● O que fazer
Reúna todas as linhas abaixo que contêm a palavra "green" e copie-as sem alteração. Maiúsculas e minúsculas fazem diferença.

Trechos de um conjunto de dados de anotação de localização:
□ □ □ □

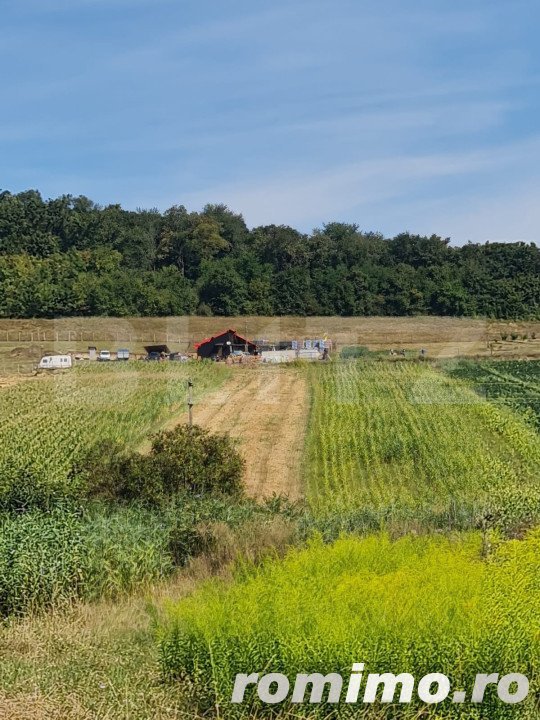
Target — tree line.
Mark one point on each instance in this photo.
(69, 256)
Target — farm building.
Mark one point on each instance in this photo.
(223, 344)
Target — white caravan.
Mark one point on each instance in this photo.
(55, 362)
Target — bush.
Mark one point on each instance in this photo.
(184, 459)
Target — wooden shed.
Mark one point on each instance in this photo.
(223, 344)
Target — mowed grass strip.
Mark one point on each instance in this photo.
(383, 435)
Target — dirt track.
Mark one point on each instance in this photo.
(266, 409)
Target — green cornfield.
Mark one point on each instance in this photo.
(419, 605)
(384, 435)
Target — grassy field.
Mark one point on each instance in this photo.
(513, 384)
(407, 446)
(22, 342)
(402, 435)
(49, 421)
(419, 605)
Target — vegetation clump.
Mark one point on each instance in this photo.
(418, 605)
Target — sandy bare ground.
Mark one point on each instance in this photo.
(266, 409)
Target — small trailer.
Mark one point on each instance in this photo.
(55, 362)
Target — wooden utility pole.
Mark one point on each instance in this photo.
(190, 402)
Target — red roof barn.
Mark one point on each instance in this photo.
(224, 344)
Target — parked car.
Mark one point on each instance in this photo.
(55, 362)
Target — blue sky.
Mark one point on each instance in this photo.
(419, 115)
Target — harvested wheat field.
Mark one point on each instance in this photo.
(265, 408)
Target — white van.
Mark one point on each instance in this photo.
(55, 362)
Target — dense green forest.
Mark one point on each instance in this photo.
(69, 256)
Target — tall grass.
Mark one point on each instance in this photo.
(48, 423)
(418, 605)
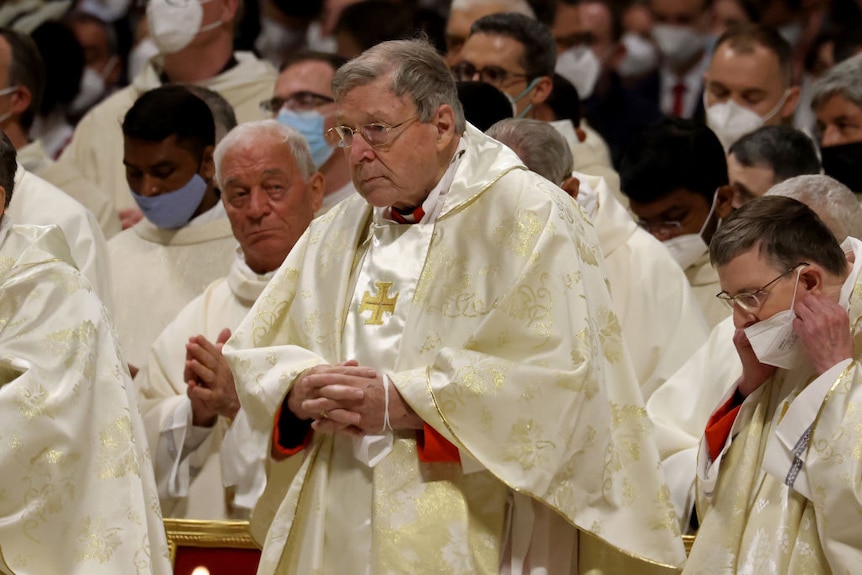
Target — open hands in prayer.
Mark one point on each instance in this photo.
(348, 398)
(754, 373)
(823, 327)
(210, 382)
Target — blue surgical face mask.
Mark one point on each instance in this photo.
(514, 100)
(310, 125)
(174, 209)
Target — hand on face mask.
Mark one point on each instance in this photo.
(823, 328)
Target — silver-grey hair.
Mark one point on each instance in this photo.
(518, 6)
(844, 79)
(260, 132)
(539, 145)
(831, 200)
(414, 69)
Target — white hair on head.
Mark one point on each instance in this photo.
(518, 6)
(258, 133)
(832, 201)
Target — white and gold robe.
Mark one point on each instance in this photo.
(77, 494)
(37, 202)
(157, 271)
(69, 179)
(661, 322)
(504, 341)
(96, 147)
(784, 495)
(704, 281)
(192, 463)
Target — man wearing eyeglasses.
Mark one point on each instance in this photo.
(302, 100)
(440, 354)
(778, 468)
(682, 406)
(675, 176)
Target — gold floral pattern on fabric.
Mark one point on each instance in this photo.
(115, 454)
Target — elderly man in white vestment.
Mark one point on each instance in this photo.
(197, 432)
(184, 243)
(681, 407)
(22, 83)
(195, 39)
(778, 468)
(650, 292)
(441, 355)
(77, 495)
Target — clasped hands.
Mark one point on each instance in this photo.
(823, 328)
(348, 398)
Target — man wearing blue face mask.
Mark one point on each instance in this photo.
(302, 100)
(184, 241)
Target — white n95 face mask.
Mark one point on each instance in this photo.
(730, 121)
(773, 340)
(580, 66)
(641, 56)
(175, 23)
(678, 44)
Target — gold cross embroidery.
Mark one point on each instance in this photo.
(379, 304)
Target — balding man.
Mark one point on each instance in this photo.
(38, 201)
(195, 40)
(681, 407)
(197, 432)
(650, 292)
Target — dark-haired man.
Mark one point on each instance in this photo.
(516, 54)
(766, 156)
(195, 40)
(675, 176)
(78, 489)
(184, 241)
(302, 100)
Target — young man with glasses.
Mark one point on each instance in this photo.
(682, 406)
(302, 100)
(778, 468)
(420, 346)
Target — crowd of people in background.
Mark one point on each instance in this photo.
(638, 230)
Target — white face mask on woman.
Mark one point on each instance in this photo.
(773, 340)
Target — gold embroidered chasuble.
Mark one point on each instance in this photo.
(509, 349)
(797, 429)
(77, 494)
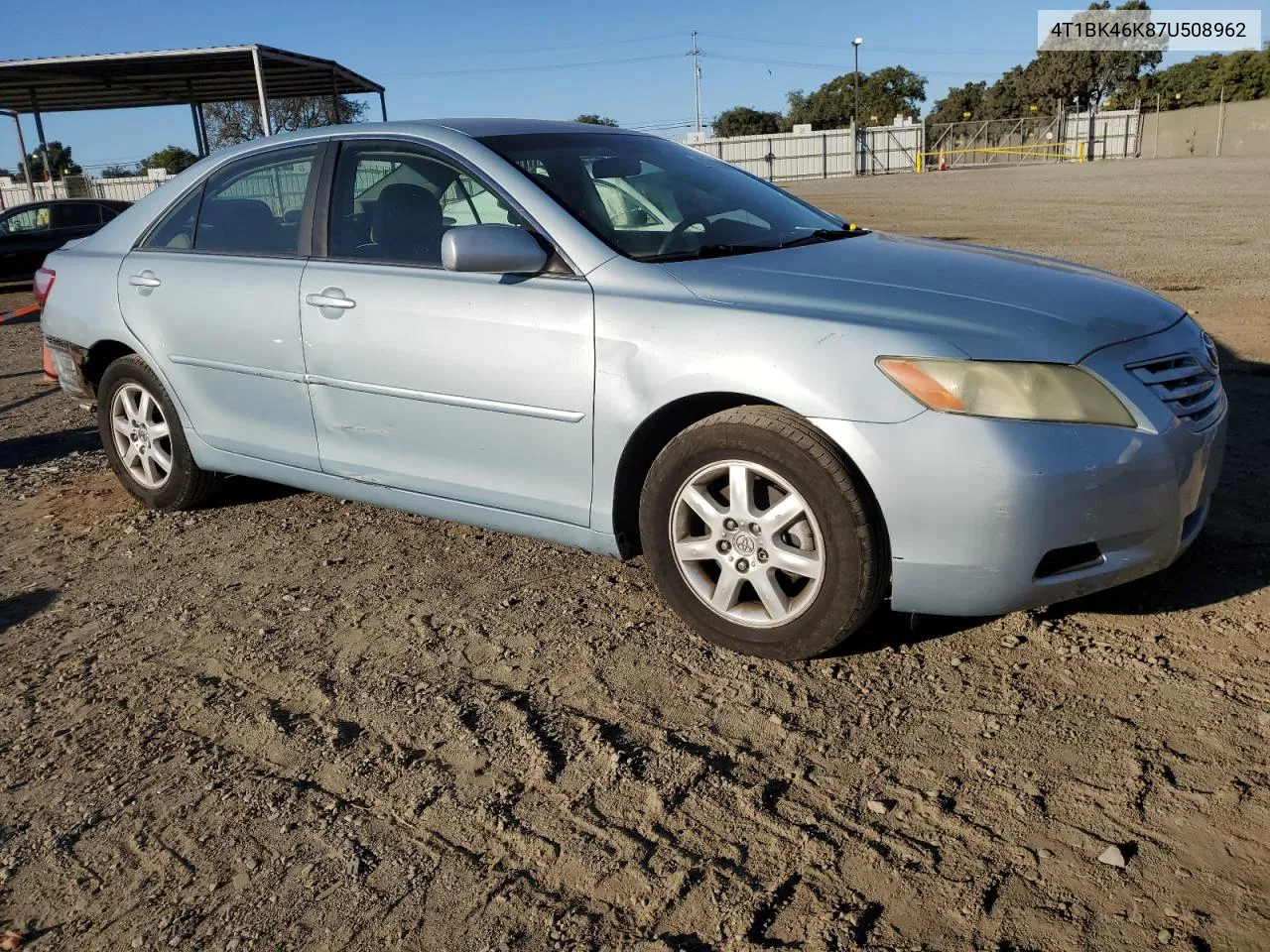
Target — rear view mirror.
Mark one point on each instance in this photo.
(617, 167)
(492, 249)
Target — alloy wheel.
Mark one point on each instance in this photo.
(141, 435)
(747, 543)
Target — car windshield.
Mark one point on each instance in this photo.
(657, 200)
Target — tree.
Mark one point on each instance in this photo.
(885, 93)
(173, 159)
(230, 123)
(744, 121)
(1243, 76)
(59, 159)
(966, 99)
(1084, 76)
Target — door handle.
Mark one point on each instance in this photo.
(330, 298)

□ □ □ □

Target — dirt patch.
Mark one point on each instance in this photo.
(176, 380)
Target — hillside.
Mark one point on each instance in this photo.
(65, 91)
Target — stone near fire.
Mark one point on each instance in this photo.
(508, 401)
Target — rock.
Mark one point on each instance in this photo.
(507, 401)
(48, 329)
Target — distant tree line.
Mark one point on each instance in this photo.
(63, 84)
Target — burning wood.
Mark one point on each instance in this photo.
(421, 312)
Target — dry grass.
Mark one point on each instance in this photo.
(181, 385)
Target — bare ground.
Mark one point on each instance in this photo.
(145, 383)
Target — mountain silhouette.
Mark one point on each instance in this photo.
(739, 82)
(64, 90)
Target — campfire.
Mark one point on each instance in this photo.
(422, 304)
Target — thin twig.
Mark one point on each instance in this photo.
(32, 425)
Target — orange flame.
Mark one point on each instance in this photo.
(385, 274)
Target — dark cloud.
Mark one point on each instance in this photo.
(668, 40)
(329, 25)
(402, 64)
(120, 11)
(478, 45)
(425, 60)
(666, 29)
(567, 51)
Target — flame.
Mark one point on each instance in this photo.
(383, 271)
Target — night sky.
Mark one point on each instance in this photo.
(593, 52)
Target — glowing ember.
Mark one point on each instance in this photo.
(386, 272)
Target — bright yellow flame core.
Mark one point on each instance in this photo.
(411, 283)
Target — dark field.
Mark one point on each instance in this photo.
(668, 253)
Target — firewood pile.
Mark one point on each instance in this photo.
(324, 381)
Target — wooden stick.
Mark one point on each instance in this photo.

□ □ □ □

● Solução
Target — green cornfield.
Target — dense green forest.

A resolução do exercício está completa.